--- Begin ---

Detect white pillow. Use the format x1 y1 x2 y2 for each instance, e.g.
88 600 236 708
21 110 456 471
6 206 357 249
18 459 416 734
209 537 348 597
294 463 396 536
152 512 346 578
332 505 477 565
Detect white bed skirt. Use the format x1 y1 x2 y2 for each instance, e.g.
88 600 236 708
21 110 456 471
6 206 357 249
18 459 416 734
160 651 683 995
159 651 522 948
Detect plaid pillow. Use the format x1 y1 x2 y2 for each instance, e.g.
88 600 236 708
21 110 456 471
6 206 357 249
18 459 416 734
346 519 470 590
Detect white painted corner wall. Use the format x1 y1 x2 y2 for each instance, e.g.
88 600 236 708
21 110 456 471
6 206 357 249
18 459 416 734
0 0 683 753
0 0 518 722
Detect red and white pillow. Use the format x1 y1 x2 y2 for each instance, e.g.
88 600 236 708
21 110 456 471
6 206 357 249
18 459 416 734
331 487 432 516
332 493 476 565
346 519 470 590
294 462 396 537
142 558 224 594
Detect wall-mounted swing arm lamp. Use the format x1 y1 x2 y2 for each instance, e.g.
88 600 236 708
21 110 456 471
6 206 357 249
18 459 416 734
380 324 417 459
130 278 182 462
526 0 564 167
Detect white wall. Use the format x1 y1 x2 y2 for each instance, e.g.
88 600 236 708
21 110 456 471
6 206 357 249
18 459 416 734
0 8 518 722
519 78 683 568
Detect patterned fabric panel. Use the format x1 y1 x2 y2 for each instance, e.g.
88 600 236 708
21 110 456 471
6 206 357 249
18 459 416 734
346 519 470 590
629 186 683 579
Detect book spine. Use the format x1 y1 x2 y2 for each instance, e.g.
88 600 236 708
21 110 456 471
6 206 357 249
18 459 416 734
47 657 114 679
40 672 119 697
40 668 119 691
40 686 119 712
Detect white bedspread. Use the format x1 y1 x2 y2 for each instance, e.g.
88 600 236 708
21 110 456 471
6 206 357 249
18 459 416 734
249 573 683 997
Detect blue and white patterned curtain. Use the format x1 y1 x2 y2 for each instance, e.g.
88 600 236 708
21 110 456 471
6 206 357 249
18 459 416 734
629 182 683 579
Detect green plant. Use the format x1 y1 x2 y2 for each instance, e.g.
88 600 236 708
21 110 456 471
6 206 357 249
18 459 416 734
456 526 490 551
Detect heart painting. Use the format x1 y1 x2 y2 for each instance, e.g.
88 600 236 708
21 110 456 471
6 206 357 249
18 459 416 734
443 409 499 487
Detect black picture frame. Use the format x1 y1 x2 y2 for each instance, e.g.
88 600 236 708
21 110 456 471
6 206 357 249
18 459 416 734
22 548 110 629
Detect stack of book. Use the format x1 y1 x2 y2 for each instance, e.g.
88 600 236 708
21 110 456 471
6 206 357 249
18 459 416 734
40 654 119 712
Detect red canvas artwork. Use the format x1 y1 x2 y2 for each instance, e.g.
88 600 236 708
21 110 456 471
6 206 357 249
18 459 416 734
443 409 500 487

--- End ---

▶ TASK: Change "Detect" to "Locate" in the part of the data that opens with the line containing "Detect black picture" and closes with the end of the data, and write out those lines again with nothing else altered.

▶ FINISHED EXERCISE:
Locate black picture frame. Use the format x1 y1 x2 y2 for each instance, e.g.
88 600 236 708
21 110 456 471
6 206 357 249
18 459 416 734
22 548 110 629
Locate stack of book. Use the format x1 y1 x2 y2 for each instance, e.g.
88 600 236 708
21 110 456 471
6 206 357 249
18 459 416 734
40 654 119 712
Locate red canvas artwork. Use the format x1 y1 x2 y2 for each instance, e.g.
88 600 236 708
21 110 456 471
6 206 357 249
18 459 416 734
443 409 500 487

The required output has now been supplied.